Written instruction 1:
From the New Year reflection, list every mountain the writer mentions having climbed, along with where each one is.
Written instruction 2:
Pick up the New Year reflection on retreating and climbing mountains after its final sentence, and write on from there.

Extract to read:
New Year, new possibilities.
As much as I like the start of a New Year and the possibilities it brings, I
don’t like how quickly the calendar fills with commitments, sometimes to the
point of leaving no room to be still. I can only blame myself and my inability
to say no, added to my tendency to fill any extra hours to capacity.
As I begin to mark
my calendar this New Year, I want to make certain to include time to retreat
and climb a mountain. Jesus taught us to retreat, to go up to a mountain top
and find time alone to pray. “But he would withdraw to deserted places to
pray.” Luke 5:16
Finding time to be
alone is one of the reasons I enjoy camping and hiking. In past years I've had
the grace to climb some incredible mountains – Mount Sinai in Egypt, Machu
Picchu in Peru, Mount Rose in Nevada. Reaching the summit was challenging but
the view of God’s creation and the silence was worth each strained muscle. Not
only did each hike help me slow my pace, each helped me set aside distractions
from my day-to-day routine. The hikes helped me pay attention, to take in the
view. The long climbs also gave me time to think and to pray.

Information provided:

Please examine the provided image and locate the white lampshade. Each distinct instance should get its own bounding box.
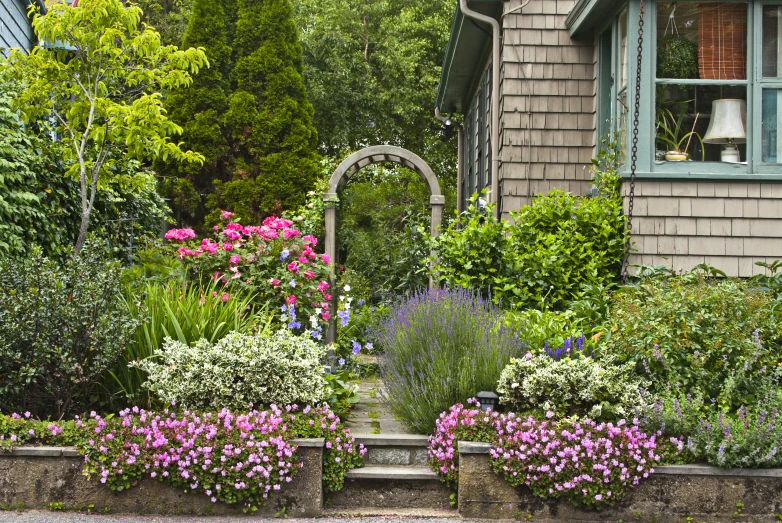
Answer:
[703,98,747,144]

Reply 1:
Mount Sinai in Egypt
Machu Picchu in Peru
Mount Rose in Nevada

Reply 2:
Granted, we do not
have any mountains in the Rio Grande Valley, but we can set aside time to claim
our own space, our metaphorical mountains, to sit in prayer and silence with
God. One of my favorite spaces is in my backyard porch, either early in the
morning before anyone wakes up or midmornings on weekends when I can sit and
listen to the wind playing with the leaves.
While advances in
technology have helped us become more efficient, it feels like all the latest
gadgets also serve to keep us on a leash around the clock. Not only are we
connected 24 hours a day, information streams in from all directions, making it
a noisy world to navigate. Sometimes we have to disconnect, make time to be
still, to go on a retreat, even if for a few minutes. Silence, solitude, and
space help us become better listeners. In our noisy world, given all our
distractions, how can we respond to what God is calling us to if we are not
attentive to his direction?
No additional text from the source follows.